*The task*: Count every line below that contains "yellow", then give that count and nothing else.

*Records supplied*:
==*==

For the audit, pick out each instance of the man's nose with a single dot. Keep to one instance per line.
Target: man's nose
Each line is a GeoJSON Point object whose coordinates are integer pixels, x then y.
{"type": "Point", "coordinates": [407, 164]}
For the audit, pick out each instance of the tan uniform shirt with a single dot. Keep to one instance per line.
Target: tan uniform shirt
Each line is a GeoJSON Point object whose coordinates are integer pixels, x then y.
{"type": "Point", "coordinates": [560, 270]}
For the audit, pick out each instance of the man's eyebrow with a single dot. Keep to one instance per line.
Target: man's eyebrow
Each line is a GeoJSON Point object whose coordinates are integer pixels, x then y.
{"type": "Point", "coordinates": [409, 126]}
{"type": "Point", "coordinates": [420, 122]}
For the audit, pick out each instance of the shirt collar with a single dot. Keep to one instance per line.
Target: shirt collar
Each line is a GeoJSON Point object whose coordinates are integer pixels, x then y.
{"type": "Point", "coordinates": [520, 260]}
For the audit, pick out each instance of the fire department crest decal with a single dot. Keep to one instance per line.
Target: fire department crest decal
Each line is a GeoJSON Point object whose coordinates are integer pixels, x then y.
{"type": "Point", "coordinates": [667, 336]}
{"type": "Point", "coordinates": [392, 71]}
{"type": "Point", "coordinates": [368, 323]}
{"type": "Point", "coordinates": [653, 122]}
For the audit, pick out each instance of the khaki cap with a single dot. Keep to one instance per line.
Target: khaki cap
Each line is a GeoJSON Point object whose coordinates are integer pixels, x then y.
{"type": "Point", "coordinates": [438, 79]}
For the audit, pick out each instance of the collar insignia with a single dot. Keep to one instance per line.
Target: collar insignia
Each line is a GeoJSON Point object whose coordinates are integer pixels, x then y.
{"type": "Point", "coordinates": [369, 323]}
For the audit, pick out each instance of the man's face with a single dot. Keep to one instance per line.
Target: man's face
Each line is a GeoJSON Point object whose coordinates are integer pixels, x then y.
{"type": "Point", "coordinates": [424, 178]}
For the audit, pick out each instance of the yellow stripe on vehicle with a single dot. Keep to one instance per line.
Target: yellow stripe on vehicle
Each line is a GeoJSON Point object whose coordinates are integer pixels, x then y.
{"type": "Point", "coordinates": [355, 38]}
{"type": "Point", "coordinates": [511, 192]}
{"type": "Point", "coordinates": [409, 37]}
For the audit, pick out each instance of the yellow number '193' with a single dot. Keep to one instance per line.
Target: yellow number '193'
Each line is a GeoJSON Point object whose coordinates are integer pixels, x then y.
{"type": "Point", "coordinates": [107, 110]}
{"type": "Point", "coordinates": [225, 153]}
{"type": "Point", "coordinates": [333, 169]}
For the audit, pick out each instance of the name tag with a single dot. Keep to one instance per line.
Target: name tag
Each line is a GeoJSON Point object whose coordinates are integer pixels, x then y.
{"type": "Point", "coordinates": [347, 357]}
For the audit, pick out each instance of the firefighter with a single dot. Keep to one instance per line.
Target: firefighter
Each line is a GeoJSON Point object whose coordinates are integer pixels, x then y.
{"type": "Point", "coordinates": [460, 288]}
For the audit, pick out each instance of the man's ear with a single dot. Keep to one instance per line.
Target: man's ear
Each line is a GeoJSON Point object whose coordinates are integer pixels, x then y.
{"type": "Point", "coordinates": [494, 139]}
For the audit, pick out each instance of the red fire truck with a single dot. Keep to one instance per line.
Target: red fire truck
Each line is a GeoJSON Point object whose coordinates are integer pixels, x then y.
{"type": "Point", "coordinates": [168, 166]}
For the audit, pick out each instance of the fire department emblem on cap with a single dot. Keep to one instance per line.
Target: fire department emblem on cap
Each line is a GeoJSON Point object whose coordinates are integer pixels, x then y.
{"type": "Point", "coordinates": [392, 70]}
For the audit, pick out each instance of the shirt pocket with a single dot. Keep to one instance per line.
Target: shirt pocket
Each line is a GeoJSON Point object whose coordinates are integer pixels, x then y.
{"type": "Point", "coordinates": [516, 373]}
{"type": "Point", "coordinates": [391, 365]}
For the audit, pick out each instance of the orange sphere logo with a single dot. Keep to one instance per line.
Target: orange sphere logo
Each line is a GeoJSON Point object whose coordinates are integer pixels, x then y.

==*==

*Answer section*: 4